#### [INSTRUÇÕES]
1. Diga se cada afirmação a seguir está de acordo com o relato sobre Mrs. Thatcher, respondendo sim ou não e citando literalmente as palavras do texto que decidem a questão: (a) Ela deixou o número 10 da Downing Street em 28 de novembro de 1990. (b) Para a mídia, ela era chamada de "Mrs. Thatcher". (c) O pós-doutoramento mencionado no texto foi concluído em 1991.
2. Segundo o relato sobre Mrs. Thatcher, em que instituição foi feito o "PhD" iniciado em 1980?
3. Escreva a continuação do relato sobre Mrs. Thatcher a partir da última frase apresentada.

#### [TRECHO DO TEXTO]
Mrs. Thatcher. Era como ela era mais chamada pelos britânicos na época , durante sua ascensão ao poder e depois durante o exercícios (pleno) do poder, entre 1979 e 1990. Esta forma de tratamento parecia expressar a sua imagem de profundas raízes familiares e, ao mesmo tempo, a sua condição feminina, numa época em que as mulheres eram absoluta minoria no mundo político britânico. Para mídia e as elites políticas ela era “Prime Minister”. Para o povo britânico era “Mrs. Thatcher”. Depois, quando deixou emocionada o número 10 da Downing Street (sede do governo) em 28 de novembro de 1990 ela passou a ser “Lady Thatcher” , integrante da câmara alta do Parlamento britânico, a Câmara dos Lordes.
Estive lá e vi de perto. Cheguei em 1980, quando ela estava no início do seu primeiro mandato, para o “PhD” na London School of Economics and Political Science. Fiquei até o final de 1983, quando concluí. Depois, voltei em 1990 , no final do terceiro mandato dela, para o pós-doutoramento na mesma Escola, que concluí em 1991. Foi um aprendizado de política, dentro e fora da escola. Em aproximadamente 11 anos, Londres mudou muito, a Inglaterra mudou muito, o Reino Unido também.

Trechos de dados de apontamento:
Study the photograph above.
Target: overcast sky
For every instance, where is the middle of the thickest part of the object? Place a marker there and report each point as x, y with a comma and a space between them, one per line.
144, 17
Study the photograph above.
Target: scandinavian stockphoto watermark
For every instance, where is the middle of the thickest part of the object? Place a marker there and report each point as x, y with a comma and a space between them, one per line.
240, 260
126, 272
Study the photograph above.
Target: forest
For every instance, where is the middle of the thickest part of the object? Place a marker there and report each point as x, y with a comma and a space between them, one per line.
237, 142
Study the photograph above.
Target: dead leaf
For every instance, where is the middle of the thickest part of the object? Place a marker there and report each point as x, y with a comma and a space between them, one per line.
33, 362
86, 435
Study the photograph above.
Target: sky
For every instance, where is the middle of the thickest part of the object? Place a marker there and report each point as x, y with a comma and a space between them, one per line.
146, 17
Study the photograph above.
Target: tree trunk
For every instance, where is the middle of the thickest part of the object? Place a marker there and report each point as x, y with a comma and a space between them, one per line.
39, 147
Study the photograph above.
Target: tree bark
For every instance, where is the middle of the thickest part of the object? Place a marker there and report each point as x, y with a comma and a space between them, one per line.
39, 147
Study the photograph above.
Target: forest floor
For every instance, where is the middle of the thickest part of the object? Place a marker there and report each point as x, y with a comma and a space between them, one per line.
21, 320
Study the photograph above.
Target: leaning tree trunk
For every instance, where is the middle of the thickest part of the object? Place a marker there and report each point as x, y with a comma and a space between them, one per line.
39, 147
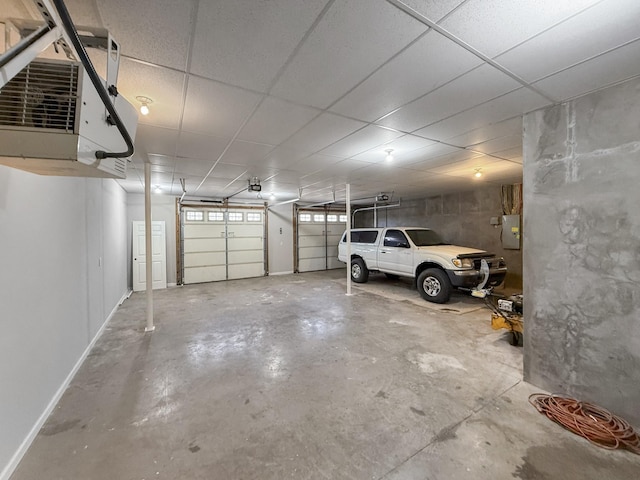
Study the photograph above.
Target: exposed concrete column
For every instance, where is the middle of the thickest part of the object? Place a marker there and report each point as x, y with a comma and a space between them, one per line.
581, 249
348, 212
148, 246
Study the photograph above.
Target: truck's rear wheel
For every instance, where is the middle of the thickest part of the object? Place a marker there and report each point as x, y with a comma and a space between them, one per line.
359, 271
434, 285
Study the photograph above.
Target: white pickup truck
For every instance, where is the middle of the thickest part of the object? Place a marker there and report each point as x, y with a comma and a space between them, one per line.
419, 253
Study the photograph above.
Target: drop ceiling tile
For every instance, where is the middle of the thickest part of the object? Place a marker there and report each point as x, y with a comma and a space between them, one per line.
350, 42
216, 109
499, 144
341, 168
607, 69
408, 143
194, 166
467, 91
596, 30
427, 64
275, 121
314, 163
466, 167
156, 31
494, 26
369, 137
321, 132
246, 153
285, 177
513, 154
195, 145
489, 132
161, 169
431, 151
433, 162
434, 10
229, 171
161, 85
508, 106
281, 157
158, 140
252, 40
167, 161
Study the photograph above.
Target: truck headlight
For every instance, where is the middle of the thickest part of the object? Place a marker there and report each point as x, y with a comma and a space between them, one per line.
462, 262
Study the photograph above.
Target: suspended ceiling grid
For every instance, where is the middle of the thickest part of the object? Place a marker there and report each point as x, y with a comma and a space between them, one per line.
307, 95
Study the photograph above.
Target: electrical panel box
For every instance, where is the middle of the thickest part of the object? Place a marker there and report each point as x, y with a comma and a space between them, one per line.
511, 232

#### [RESPOSTAS]
1.
(a) Sim: "quando deixou emocionada o número 10 da Downing Street (sede do governo) em 28 de novembro de 1990".
(b) Não: "Para mídia e as elites políticas ela era “Prime Minister”."
(c) Sim: "para o pós-doutoramento na mesma Escola, que concluí em 1991".

2. Na London School of Economics and Political Science.

3.
Naquela época, não era fácil para uma mulher ocupar a posição de primeira-ministra do (ainda então orgulhoso) ex-Império Britânico, num país de predominância do gênero masculino nas famílias e nos locais de trabalho, incluído aí o mundo político. Tendo sido “Império”, e sendo ainda uma monarquia parlamentarista de súditos orgulhosos e profundamente patriotas, não era fácil para os britânicos, principalmente para as elites sindicais e as classes altas, aceitarem de pronto serem comandados por uma mulher filha de pequeno comerciante, que cresceu em uma casa sem água aquecida e com banheiro externo, ao leste de Londres – uma área, digamos, naquela época, de classe média baixa.
Realmente não era fácil ascender sendo mulher. Ela desafiou Edward Heath em 1975 pela liderança dos “Tories”, o Partido Conservador. Narra-se que, então, quando ela foi comunicar ao ex-premier a sua decisão ele teria retrucado com desdém: “Você vai perder.Tenha um bom dia”. Ele estava errado. Ela ganhou. Ali começava a sua ascensão para chegar ao topo, como Primeira Ministra em 1979. Viria a ser a mulher mais influente do Século XX. Embora não tivesse a questão de gênero nas suas prioridades na época, ela mostrou que as mulheres podiam e podem. Abriu o caminho. É um legado.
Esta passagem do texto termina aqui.